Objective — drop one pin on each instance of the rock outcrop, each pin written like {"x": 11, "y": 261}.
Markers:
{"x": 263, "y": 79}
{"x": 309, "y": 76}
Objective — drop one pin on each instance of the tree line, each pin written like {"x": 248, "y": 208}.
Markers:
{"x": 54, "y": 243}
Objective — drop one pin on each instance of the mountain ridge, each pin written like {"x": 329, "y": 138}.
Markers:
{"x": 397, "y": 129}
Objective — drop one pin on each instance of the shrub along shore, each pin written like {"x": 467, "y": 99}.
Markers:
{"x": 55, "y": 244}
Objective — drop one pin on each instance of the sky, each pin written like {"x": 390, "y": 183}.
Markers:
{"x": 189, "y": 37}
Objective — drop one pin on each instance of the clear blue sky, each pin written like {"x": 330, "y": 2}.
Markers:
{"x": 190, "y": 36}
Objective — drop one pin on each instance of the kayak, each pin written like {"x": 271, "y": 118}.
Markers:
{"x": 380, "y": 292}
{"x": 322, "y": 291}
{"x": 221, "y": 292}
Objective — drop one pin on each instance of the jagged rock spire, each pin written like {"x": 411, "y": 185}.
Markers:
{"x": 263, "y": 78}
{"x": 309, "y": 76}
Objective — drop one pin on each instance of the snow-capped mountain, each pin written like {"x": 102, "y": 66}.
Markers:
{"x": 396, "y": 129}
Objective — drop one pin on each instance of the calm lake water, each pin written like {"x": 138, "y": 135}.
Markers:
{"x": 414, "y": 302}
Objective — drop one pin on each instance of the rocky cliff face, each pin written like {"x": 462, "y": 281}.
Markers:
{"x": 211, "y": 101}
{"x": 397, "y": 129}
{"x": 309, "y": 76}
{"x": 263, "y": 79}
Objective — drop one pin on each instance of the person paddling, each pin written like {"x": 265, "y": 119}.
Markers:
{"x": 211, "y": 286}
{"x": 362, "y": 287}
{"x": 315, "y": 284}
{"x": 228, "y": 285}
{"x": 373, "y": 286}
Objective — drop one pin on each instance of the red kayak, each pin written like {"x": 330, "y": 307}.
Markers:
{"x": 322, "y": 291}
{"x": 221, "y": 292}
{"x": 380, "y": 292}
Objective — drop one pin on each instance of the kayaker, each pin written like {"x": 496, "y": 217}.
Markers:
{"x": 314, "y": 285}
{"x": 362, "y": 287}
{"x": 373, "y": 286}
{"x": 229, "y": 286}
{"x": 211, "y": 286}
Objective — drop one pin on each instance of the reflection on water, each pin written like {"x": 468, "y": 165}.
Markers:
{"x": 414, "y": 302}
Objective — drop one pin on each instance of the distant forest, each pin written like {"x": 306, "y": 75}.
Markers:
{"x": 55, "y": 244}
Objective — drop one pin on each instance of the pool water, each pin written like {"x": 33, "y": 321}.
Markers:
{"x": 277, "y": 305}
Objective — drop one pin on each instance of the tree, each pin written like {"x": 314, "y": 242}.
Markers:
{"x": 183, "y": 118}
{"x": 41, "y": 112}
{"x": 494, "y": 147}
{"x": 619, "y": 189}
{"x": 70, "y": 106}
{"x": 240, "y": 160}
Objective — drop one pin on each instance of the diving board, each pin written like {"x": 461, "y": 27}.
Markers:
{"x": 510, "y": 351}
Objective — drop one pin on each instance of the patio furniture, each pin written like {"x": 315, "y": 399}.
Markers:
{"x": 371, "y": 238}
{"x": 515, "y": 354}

____

- [INSTRUCTIONS FOR THE TASK]:
Reproduce word for word every line of the material from the line containing "Objective — drop one pin on each instance of the pool" through the last line of the material, including both of those lines.

- [EXERCISE RESULT]:
Objective — drop one pin on each instance of the pool water, each pin written like {"x": 33, "y": 321}.
Markers:
{"x": 277, "y": 305}
Objective — drop one pin on each instance of the tree, each pin written like {"x": 314, "y": 242}.
Markers:
{"x": 183, "y": 118}
{"x": 41, "y": 112}
{"x": 494, "y": 147}
{"x": 619, "y": 189}
{"x": 70, "y": 106}
{"x": 240, "y": 160}
Objective — drop one pin on each instance of the diving board, each pin written like {"x": 461, "y": 27}.
Markers:
{"x": 510, "y": 351}
Objective — drop one pin on each instance of the patio furniture, each pin written like {"x": 315, "y": 399}.
Markers:
{"x": 371, "y": 238}
{"x": 515, "y": 354}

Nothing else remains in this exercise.